§ BRIEF: Copy out the listing from the line containing "Please locate the man's" through its end, requests included, and shift every coordinate in the answers up by 24.

═════ EXERCISE MATERIALS ═════

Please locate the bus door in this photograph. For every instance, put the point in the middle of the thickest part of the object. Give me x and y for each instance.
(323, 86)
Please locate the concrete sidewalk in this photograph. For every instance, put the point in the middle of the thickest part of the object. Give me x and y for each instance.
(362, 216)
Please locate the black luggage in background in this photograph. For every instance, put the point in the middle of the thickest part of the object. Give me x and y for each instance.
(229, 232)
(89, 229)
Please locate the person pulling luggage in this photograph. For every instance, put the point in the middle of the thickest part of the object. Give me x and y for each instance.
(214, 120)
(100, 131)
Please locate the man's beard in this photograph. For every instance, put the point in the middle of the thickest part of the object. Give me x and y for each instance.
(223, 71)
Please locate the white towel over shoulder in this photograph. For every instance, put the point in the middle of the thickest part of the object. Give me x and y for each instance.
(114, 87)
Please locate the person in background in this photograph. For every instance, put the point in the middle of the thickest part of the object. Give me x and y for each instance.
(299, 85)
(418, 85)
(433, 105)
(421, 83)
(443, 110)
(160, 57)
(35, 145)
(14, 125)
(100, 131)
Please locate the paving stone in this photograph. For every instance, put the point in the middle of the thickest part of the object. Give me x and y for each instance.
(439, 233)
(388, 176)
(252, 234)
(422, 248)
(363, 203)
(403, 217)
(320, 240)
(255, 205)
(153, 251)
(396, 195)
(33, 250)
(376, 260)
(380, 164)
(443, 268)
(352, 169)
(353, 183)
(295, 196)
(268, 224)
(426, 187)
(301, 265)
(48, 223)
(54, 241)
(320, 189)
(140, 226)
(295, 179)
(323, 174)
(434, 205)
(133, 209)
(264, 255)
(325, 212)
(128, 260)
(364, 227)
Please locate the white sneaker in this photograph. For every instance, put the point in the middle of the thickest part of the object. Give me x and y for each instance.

═════

§ THE ANSWER:
Please locate the man's beard in this photograph. For every instance, put the point in the middle of the thickest part of the object. Give me x and y for each instance.
(247, 95)
Please locate the white towel over shoulder in this photograph. For every instance, put the point in the middle of the thickest part of the object. Give me x and y for each instance.
(138, 111)
Please locate the person in background in this photograph. For every instance, put the point in the middle of the thickest part of the object. Give me x and y for each instance.
(323, 109)
(442, 109)
(457, 129)
(445, 107)
(467, 134)
(184, 81)
(59, 169)
(38, 149)
(124, 155)
Please locate the paving stone in this photograph. For every instance, put the point in the middle of the thickest part of the object. Give me x and y for each instance.
(463, 257)
(412, 200)
(276, 258)
(446, 272)
(387, 227)
(427, 241)
(344, 264)
(279, 229)
(177, 275)
(420, 219)
(57, 274)
(400, 284)
(404, 188)
(467, 292)
(376, 193)
(377, 207)
(319, 220)
(292, 248)
(450, 211)
(325, 289)
(72, 247)
(78, 265)
(344, 213)
(164, 250)
(319, 203)
(347, 198)
(458, 229)
(157, 233)
(288, 279)
(349, 236)
(152, 284)
(388, 251)
Please locate the white sneaker in this photograph. For every instance, put the point in the middle of the thickest part of the object. Give me x and y for each instance.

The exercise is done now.